> [Short problem 1]:
In the BareGrad overview below, switch "autograd" to "autodiff" and write out the stretch from "BareGrad is a" through "(Python autograd frontend).".

> [Excerpt]:

BareGrad

A minimal deep learning framework with automatic differentiation, built from scratch for educational purposes. BareGrad features a PyTorch-like Python API backed by custom CUDA tensor operations via pybind11.

Overview

BareGrad is a "bare minimum" machine learning framework that demonstrates the core concepts behind modern deep learning libraries like PyTorch and JAX. It implements:

Automatic differentiation (autograd) via dynamic computation graph
CUDA-accelerated tensor operations (matrix multiplication, element-wise ops, reductions)
Python bindings using pybind11 for seamless C++/Python interop
PyTorch-like API for intuitive model building

This project was developed as part of the NYU ML Systems course, combining Lab 1 (bare-metal CUDA tensor operations) and Lab 2 (Python autograd frontend).

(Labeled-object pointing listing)
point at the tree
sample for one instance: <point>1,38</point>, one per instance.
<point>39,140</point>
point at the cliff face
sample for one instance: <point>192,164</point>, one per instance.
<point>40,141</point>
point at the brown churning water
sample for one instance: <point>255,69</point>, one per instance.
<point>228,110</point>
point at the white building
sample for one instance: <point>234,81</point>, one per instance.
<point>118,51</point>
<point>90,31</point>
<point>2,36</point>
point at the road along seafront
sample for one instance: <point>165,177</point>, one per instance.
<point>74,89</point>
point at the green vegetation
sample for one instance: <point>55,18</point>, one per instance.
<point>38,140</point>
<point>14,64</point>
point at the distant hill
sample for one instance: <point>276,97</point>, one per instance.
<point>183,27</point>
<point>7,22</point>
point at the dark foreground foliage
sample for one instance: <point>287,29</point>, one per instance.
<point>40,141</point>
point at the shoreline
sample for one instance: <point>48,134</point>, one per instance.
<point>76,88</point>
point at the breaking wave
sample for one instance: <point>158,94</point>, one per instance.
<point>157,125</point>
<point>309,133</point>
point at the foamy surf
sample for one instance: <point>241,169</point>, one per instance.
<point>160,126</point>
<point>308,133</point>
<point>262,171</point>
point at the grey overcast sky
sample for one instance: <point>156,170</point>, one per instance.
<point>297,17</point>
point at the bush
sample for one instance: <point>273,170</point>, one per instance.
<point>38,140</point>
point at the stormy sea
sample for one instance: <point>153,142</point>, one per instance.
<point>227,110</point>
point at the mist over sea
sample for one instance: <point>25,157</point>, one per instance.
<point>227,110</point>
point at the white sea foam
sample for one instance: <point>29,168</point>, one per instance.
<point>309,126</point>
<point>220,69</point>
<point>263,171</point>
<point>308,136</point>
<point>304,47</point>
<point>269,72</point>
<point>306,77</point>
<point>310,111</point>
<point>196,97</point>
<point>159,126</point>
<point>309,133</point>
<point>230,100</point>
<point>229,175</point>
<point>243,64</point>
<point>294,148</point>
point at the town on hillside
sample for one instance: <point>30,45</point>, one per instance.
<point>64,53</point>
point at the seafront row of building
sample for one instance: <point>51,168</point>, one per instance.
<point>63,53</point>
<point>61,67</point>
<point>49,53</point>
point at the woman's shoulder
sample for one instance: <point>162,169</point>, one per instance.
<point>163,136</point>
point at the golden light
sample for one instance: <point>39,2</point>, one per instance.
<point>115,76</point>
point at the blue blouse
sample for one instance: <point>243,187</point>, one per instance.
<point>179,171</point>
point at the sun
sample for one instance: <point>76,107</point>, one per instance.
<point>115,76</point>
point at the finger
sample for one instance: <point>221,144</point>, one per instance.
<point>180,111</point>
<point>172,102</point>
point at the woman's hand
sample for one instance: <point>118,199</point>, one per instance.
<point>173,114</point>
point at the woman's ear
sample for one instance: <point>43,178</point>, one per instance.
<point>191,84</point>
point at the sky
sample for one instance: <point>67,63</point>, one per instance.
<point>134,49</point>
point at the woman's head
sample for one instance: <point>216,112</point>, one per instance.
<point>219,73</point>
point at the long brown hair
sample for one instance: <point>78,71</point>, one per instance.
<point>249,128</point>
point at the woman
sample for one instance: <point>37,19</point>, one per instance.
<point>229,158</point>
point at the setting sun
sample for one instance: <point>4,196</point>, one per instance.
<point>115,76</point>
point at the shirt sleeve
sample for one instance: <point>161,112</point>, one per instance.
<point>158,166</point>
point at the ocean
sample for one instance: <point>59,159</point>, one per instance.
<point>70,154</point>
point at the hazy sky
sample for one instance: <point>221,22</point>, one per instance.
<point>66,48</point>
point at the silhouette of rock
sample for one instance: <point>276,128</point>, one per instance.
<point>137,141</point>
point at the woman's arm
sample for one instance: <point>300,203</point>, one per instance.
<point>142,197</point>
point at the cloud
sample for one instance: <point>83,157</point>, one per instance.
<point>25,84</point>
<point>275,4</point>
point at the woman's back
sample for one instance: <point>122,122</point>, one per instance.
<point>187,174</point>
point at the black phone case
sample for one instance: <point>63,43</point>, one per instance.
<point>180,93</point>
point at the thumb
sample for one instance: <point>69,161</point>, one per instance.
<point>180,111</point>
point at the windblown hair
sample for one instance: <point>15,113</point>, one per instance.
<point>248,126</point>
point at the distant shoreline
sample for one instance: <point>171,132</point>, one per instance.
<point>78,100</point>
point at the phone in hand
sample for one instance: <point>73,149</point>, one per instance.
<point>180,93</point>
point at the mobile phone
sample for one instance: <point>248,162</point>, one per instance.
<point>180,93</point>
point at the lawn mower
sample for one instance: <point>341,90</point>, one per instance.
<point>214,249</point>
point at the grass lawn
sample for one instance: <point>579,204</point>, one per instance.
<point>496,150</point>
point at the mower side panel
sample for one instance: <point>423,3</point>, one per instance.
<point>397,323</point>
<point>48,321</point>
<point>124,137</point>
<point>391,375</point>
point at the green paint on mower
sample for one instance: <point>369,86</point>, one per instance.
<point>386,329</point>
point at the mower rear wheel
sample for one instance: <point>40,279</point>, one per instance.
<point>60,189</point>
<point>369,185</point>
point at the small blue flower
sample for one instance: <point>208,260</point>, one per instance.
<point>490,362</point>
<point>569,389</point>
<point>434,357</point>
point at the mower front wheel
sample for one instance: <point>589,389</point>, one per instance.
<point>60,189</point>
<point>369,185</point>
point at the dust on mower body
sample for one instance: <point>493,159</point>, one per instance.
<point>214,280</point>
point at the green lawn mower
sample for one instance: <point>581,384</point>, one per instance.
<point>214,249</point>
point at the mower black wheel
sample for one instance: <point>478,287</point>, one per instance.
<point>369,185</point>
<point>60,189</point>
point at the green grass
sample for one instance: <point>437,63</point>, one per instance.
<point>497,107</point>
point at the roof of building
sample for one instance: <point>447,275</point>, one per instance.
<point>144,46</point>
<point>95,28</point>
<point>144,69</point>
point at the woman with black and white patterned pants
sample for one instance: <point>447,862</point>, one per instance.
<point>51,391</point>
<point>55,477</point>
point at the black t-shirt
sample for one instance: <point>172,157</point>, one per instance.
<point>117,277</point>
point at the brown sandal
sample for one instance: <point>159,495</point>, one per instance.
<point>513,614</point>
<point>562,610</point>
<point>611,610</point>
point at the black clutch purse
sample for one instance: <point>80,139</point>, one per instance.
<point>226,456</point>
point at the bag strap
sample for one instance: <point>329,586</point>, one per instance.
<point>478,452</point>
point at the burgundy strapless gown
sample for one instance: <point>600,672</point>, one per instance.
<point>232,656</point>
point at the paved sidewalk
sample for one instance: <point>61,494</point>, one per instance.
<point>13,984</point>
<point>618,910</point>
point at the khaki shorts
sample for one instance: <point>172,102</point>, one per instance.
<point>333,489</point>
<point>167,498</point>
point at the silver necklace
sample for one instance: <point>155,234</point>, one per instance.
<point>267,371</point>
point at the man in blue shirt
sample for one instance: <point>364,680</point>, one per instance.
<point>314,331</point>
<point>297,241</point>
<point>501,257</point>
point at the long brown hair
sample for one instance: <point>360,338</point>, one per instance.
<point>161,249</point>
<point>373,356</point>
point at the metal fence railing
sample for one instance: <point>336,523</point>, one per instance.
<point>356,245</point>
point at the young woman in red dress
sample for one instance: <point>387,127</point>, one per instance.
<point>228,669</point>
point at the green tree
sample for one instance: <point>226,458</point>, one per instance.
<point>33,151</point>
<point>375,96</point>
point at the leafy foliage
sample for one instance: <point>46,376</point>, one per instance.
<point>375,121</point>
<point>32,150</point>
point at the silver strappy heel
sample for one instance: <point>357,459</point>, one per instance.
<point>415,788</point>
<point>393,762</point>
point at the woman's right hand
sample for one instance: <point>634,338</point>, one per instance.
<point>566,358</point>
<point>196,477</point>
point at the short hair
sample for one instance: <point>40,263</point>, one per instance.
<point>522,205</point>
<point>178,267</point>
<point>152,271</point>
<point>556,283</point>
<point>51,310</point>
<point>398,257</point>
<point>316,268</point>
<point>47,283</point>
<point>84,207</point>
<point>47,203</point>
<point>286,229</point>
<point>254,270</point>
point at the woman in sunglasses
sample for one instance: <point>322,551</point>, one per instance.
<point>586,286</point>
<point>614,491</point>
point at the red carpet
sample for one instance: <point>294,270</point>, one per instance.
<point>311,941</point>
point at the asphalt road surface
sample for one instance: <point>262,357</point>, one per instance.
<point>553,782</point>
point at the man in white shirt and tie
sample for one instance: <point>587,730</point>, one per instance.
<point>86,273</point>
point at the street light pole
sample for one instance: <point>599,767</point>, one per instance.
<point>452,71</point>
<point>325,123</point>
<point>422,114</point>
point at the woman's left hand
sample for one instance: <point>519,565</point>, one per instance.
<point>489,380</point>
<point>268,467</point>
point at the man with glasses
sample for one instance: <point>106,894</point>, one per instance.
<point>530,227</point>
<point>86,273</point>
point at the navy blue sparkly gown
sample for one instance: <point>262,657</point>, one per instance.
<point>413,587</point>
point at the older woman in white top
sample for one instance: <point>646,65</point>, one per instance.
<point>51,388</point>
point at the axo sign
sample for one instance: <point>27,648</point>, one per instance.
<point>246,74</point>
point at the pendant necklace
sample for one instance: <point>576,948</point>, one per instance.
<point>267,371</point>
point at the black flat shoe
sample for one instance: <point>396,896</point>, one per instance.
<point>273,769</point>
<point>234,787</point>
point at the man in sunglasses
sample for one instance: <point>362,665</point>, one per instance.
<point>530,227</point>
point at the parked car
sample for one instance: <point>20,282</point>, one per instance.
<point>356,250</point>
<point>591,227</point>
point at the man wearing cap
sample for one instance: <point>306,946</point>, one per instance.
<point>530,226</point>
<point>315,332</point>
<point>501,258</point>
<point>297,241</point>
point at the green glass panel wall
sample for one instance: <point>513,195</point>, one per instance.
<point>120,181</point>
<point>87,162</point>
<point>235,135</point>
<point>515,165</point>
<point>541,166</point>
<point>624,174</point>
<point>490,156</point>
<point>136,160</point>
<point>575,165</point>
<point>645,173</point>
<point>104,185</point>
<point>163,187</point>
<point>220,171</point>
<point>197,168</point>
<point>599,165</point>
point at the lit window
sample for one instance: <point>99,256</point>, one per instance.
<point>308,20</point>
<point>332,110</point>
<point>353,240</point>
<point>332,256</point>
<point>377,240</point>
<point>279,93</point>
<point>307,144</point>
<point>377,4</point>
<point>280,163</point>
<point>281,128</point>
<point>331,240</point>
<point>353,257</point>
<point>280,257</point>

> [Short problem 2]:
Rewrite the stretch of the pointing listing above from the line that contains "point at the silver strappy heel" through the line that contains "<point>413,587</point>", requests included, offsetting every point coordinate in the answers by 137.

> [Full answer 1]:
BareGrad is a "bare minimum" machine learning framework that demonstrates the core concepts behind modern deep learning libraries like PyTorch and JAX. It implements:

Automatic differentiation (autodiff) via dynamic computation graph
CUDA-accelerated tensor operations (matrix multiplication, element-wise ops, reductions)
Python bindings using pybind11 for seamless C++/Python interop
PyTorch-like API for intuitive model building

This project was developed as part of the NYU ML Systems course, combining Lab 1 (bare-metal CUDA tensor operations) and Lab 2 (Python autodiff frontend).

> [Full answer 2]:
point at the silver strappy heel
sample for one instance: <point>357,459</point>, one per instance.
<point>552,925</point>
<point>530,899</point>
point at the woman's right hand
sample for one instance: <point>634,338</point>, one per instance.
<point>703,495</point>
<point>333,614</point>
point at the short hair
sample for one instance: <point>40,263</point>, one per instance.
<point>659,342</point>
<point>315,404</point>
<point>289,408</point>
<point>693,420</point>
<point>188,447</point>
<point>535,394</point>
<point>453,405</point>
<point>184,420</point>
<point>221,344</point>
<point>184,340</point>
<point>423,366</point>
<point>391,407</point>
point at the woman in sunglasses
sample for one instance: <point>322,551</point>, one per instance.
<point>723,423</point>
<point>751,628</point>
point at the red carpet
sample for one instance: <point>294,270</point>, one per instance.
<point>448,1078</point>
point at the asphalt road surface
sample for one instance: <point>262,357</point>, one per instance.
<point>690,919</point>
point at the man in white shirt and tie
sample for one instance: <point>587,730</point>, one per instance.
<point>223,410</point>
point at the street light pole
sample for one instance: <point>599,767</point>, one per instance.
<point>589,208</point>
<point>462,260</point>
<point>559,251</point>
point at the woman's left hand
sample for one instance: <point>519,565</point>, one per instance.
<point>626,517</point>
<point>405,604</point>
point at the man with glasses
sample for one instance: <point>106,894</point>, one per instance.
<point>667,364</point>
<point>223,410</point>
point at the navy blue sparkly gown
sample for one instance: <point>262,657</point>, one per instance.
<point>550,724</point>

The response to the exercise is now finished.